_Selection_:
^^^^
We took a family vacation last week. My son is three. The vacation involved travel in cars, buses, trains, airplanes, and a cruise ship, sleeping in a hotel, and for a little extra spice, a seven-hour delay in a very small airport. After hearing that, you would expect that I am about to go on a short, comical rant about the challenges and stress of travelling with a small child. In this case, you would be wrong.
Most any kind of movement from point A to point B with a child is challenging. For that matter, most anything with a child is more complicated than most anything without one. That's just how it is, and as a parent you learn to accept and adjust to that fact. So on our vacation, we went to bed early, and we woke up with the sun. Our time on the beach was not spent laying on a chair with a frosty drink, but playing football with a coconut and taking turns going in the water since the waves were too scary for little man. We had to rent a car with room for a car seat. There were no leisurely meals. There were no quiet moments. We had very tired arms and backs from carrying backpacks, beach bags, and a sleepy boy. It was trying. It was fantastic.
I imagine there are many adults without children who watch travelling families and thank their lucky stars that they are not going through the same experience. I'm not going to deny that there are some times I wish I could be travelling without the added responsibility for someone else. But an unexpected perk that I really came to appreciate on this vacation is seeing a beautiful, big-hearted side to a lot of adults that I would otherwise never see.
^^^^
_Objectives_:
A. Answer these about the family vacation text, one per line:
(i) How old is the writer's son?
(ii) What did the family play football with on the beach?
(iii) How long was the delay, and where did it happen?
B. Please write what follows in the family vacation text, beginning right after its final sentence.

_Provided data_:
^^^^
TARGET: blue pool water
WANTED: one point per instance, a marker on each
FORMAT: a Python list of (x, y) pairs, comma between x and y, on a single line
^^^^
_Exercise results_:
A.
(i) Three.
(ii) A coconut.
(iii) Seven hours, in a very small airport.

B.
What I expect to see when travelling is a mass of other hurried, self-absorbed people, and mildly polite customer service helping me get where I need to go. But when a wide-eyed little person is holding my hand, all of the sudden I see amazing, kind, empathetic people, travelers and service staff alike, that are going out of their way to make sure he is happy and comfortable. I can't even count the number of smiles, giggles, high-fives, silly questions, and sacrifice of time and effort that people gave. Many of them were employees who were on the clock, but an impressive amount were other people in some stage of travel that could have just as easily walked right past or stood next to us in silence. The five-seconds I had to smile and say thank you to each of them is never enough to show the gratitude that I feel for them making him happy. I think that is more than a fair trade for the challenges we had to face, and am kind of sad that once he's grown up I won't get to see that side of strangers anymore. But I can choose to be one of those momentary heroes to someone else, and I think I would like that.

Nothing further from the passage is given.